- Instructies en eisen
Geef uit de brontekst over de taak van het blad alles terug vanaf "Van de serie" tot en met "grote zegen was.", zonder iets te veranderen.

─── Brontekst ───

De taak van “Levend geloof” (3)

Voor de der­de en voorlopig laatste maal willen wij nog iets schrijven over de taak van ons blad. Deze taak blijft ongewijzigd: de verkondiging van het vol­le evangelie in al zijn facetten in een voor iedereen begrijpelijke taal. “Levend Geloof” is in de eerste plaats een onafhankelijk verkondigingsorgaan en geen discussie- of oppositie-orgaan. Wij schrijven dit nog eens omdat we nog al eens vragen krijgen voorgelegd over wat anderen schrijven. Wij adviseren dan altijd contact op te nemen met de redactie van de betreffende bla­den. Wij hoeven geen verantwoording af te leggen over de publicaties van anderen. Dit betekent ook dat we wat anderen schrijven niet gaan ver­dedigen, maar ook niet aan gaan vallen. Wij zijn alleen verantwoordelijk voor wat we zelf schrijven.

Geen doel maar middel

Meermalen hebben we ook geschreven – en we herhalen het nog eens – dat “Levend Geloof” geen doel is, maar middel – één van de vele, die de Heer gebruikt opdat Zijn boodschap ingang zal vinden in de harten van ve­len. Wij willen daarom ook in dagelijkse afhan­kelijkheid van Hem onze taak vervullen, daarbij geleid door Zijn Woord en Geest, want die twee zijn onafscheidelijk met elkaar verbonden. Dat bewaart ons ook voor dwalingen, want we willen niet fanatiek of extreem zijn, maar we zijn ook op onze hoede niet te verslappen. Want ook dat laatste is een levensgroot probleem, wat helaas door sommigen onvoldoende onderkend wordt.

Brochurenieuws

Verschillende brochures zijn momenteel uitverkocht. Het betreft: “De tegenstelling van het aardse- en het hemelse Jeruza­lem” en “Het Koninkrijk van de kleine kudde”. Van het boekje “Wat is uw naam?” zijn nog enkele exemplaren verkrijgbaar. Deze drie brochures worden niet herdrukt. Om misverstanden te voor­komen: de inhoud van deze brochures kunnen wij volledig onderschrijven.

Van de serie “Verkenningen rond het boek Openba­ring” zijn deel 1 (“Wat onthult het laatste Bijbelboek?” en deel 3 (“Wegen naar de volein­ding ) momenteel ook uitverkocht. Ze worden ech­ter herdrukt. Zij die reeds besteld hebben, krijgen de boekjes binnenkort toegezonden.

Verder verschijnt binnen enkele weken de brochu­re: Het boek Ruth als profetie’, welke eerder in de vorm van een serie artikelen in “Levend Ge­loof” werd gepubliceerd en voor velen tot grote zegen was.

─── Aangeleverde gegevens ───

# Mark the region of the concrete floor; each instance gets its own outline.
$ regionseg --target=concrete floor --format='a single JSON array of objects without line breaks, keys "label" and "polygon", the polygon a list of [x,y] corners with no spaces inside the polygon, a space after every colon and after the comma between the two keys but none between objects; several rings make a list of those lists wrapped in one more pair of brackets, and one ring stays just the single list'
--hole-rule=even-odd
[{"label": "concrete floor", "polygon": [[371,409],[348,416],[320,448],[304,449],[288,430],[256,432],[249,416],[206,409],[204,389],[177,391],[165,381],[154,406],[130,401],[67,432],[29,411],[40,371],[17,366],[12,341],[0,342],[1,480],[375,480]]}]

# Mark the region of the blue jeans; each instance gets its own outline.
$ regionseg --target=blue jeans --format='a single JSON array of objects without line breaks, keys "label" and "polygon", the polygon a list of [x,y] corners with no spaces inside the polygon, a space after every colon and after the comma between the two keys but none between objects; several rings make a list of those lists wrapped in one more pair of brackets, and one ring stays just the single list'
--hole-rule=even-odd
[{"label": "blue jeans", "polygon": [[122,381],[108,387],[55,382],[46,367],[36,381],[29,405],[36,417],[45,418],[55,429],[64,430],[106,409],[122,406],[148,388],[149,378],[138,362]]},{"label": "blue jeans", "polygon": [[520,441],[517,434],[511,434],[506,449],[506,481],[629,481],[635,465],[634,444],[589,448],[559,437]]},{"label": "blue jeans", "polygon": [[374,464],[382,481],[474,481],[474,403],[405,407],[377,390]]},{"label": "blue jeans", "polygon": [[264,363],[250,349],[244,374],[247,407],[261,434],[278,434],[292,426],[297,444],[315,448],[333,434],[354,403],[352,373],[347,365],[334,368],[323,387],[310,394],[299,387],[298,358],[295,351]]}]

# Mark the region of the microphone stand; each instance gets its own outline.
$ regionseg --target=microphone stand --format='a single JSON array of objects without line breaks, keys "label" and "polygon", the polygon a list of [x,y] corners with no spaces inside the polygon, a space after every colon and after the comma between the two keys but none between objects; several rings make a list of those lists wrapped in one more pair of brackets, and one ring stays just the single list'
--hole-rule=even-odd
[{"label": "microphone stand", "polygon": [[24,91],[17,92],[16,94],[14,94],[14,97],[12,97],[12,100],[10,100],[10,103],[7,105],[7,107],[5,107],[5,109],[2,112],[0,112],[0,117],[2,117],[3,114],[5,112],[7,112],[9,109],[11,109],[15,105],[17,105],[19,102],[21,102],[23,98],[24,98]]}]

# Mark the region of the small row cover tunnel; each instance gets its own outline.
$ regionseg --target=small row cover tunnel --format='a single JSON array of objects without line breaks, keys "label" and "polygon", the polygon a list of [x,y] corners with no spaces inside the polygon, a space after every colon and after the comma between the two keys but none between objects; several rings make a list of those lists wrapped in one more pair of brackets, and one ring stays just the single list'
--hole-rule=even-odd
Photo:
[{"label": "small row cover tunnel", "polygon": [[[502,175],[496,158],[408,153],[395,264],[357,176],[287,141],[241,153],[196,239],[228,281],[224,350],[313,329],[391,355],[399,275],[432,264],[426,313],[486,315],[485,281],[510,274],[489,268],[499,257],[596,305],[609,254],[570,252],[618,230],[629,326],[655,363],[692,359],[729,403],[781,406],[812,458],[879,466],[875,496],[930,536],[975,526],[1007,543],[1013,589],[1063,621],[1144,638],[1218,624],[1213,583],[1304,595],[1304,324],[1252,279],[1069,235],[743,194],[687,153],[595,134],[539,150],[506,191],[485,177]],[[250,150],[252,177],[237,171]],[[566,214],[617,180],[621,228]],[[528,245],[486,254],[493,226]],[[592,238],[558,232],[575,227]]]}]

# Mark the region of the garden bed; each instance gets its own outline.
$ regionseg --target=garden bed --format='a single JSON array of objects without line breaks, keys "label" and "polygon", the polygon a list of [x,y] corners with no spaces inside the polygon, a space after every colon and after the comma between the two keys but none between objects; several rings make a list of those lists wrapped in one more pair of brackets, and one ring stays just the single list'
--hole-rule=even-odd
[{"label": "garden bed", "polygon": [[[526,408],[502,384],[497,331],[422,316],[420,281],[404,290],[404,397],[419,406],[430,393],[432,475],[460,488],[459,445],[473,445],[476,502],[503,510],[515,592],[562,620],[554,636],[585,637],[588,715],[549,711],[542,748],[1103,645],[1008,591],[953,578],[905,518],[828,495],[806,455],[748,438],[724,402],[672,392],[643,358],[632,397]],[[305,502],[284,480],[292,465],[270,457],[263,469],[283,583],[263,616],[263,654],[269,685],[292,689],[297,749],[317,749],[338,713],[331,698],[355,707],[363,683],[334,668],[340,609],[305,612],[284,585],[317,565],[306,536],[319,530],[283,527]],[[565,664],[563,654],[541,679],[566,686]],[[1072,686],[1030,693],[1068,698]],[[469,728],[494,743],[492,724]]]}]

───

- Uitwerking opdracht
Van de serie “Verkenningen rond het boek Openba­ring” zijn deel 1 (“Wat onthult het laatste Bijbelboek?” en deel 3 (“Wegen naar de volein­ding ) momenteel ook uitverkocht. Ze worden ech­ter herdrukt. Zij die reeds besteld hebben, krijgen de boekjes binnenkort toegezonden.

Verder verschijnt binnen enkele weken de brochu­re: Het boek Ruth als profetie’, welke eerder in de vorm van een serie artikelen in “Levend Ge­loof” werd gepubliceerd en voor velen tot grote zegen was.